▶ **PAGE EXTRACT**

In our study, we determined the significance of utilizing a custom CONV1D model on non-image data using the categorical cross-entropy instead of the binary cross-entropy when trying to categorize newly synthesized compounds. A major finding of this study was the ability of the deep learning models, both the classification and regression models, to be able to predict whether a compound had a single or dual activity with a precise measurement outperforming the conventional machine learning models that have been used so far in the literature. The parameters as well as the architecture of our deep models showed that we can train more effective and reliable models when we wish to predict a real value regarding a regression problem. In particular, our deep regression models were able to predict the exact value of LOX-3 inhibitory activity given to new compounds and outperformed by far the conventional regression protocols, showing the power of a deep model.
The main advantage of using a CONV1D model over an ANN model or other machine learning models, when used for pharmacological activity, is that it enables us to build a hierarchy of local and sparse features derived from spectral and temporal profiles while the other models build a global transformation of features.
The deep learning protocols could be much more reliable if we have data sets with more compounds for testing as well as an even distribution of the categories in our data sets. However, we still managed to create accurate neural networks that are able to predict the test compounds after cross-validating them with the lab results. Our models can filter designed molecules prior to synthesis, regarding their potency against the targets studied. However, it is difficult to retrieve the features responsible for potency and project them to our designed molecules.
In future work, we plan on using both regression and classification protocols in designing more potent compounds prior to synthesis on the basis of a rational drug design project. Especially the latter generalized model containing two protein targets for each activity will facilitate our efforts and we intend to include even more protein targets. Finally, we shall use them for unsupervised learning purposes in a wide variety of biomedical data.

▶ **QUESTIONS TO ANSWER**
a) In the compound-activity study, which loss function was used in place of binary cross-entropy?
b) Extend the compound-activity study by writing on from its last sentence.
The lines are separate material and have nothing to do with the compound-activity study.

▶ **MATERIAL PROVIDED**
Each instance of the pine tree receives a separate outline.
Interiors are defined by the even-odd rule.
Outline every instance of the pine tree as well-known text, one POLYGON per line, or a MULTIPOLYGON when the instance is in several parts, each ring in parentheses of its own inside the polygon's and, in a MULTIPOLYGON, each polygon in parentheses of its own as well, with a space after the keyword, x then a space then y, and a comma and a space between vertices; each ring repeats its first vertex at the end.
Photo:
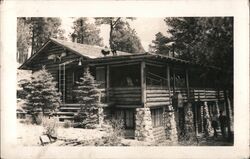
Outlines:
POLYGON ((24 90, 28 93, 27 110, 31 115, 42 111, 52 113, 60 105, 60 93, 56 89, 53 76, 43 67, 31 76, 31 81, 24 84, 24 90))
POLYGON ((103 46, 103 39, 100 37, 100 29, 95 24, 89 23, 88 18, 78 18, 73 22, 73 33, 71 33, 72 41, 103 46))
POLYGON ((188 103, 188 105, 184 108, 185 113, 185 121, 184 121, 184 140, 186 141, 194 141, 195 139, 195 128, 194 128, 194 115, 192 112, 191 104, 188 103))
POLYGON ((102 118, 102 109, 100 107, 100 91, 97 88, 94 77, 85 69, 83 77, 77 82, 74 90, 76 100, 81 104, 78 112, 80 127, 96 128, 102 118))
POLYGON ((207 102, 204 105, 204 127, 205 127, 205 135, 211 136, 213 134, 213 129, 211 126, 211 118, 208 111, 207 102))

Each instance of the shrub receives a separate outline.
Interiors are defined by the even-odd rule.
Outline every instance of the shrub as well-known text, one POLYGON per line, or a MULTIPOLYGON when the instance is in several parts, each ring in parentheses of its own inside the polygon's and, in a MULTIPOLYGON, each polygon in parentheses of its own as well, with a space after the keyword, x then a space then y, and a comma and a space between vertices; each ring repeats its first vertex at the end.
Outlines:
* * *
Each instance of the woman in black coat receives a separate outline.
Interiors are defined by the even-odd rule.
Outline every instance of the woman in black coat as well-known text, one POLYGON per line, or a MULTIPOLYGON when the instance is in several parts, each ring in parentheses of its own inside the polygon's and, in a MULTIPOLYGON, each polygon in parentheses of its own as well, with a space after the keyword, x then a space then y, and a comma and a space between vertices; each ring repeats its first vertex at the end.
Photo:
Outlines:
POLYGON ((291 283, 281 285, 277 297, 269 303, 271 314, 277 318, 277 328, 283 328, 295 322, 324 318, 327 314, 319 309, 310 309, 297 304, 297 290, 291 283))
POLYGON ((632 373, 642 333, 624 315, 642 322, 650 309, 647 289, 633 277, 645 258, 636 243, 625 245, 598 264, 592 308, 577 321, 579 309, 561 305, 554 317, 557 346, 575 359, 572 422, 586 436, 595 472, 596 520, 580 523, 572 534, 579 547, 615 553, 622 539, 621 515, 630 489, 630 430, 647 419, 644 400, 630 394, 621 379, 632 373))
---
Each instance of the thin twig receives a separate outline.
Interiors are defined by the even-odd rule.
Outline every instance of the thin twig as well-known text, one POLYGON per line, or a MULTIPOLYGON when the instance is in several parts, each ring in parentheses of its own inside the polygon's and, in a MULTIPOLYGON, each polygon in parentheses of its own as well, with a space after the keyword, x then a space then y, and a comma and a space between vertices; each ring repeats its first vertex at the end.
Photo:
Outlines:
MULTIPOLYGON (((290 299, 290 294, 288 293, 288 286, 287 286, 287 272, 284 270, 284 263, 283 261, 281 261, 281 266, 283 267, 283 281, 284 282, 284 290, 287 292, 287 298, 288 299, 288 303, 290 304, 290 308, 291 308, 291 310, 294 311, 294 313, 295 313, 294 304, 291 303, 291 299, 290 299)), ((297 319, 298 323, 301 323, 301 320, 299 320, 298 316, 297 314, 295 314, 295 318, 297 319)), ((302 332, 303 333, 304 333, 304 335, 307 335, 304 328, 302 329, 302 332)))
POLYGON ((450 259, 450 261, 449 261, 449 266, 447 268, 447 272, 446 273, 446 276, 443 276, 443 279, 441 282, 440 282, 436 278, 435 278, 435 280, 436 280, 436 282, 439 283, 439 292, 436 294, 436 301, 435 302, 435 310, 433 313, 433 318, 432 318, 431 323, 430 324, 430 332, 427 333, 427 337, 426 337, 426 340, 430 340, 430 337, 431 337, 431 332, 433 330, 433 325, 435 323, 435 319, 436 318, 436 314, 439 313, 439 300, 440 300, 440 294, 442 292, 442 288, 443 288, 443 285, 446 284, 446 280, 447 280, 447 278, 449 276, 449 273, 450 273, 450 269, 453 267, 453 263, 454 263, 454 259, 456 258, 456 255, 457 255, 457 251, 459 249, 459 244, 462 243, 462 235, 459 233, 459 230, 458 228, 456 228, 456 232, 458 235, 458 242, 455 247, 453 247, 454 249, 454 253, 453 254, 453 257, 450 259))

▶ **TASK-BY-TASK OUTPUTS**
a) Categorical cross-entropy.

b)
5. Conclusions
In this study, we proposed the application of both machine learning and deep learning models on pharmacological data and showed the superiority of deep neural networks when tackling issues related to the development of new potentially active compounds. We tested 5 different machine learning models, both linear and non-linear on our data, and showed both the ability to be trained effectively and to predict new designed compounds. We implemented two deep learning architectures and effectively trained them on our data scoring, with results quite close to the experimental ones.
We evaluated and fine-tuned the parameters of the models and created two accurate deep classification and six regression models. The models are able to categorize compounds based on their biological activity and also predict the exact value of effectiveness for specific compounds. Our experimental results suggested that deeper features always lead to more accurate classification protocols despite not having evenly distributed data sets. In conclusion, the use of a custom CONV1D model allowed us to predict the existence of dual activity compounds in a simulated environment, without utilizing lab resources, thus creating a reliable protocol for further operational use on pharmacological data prediction.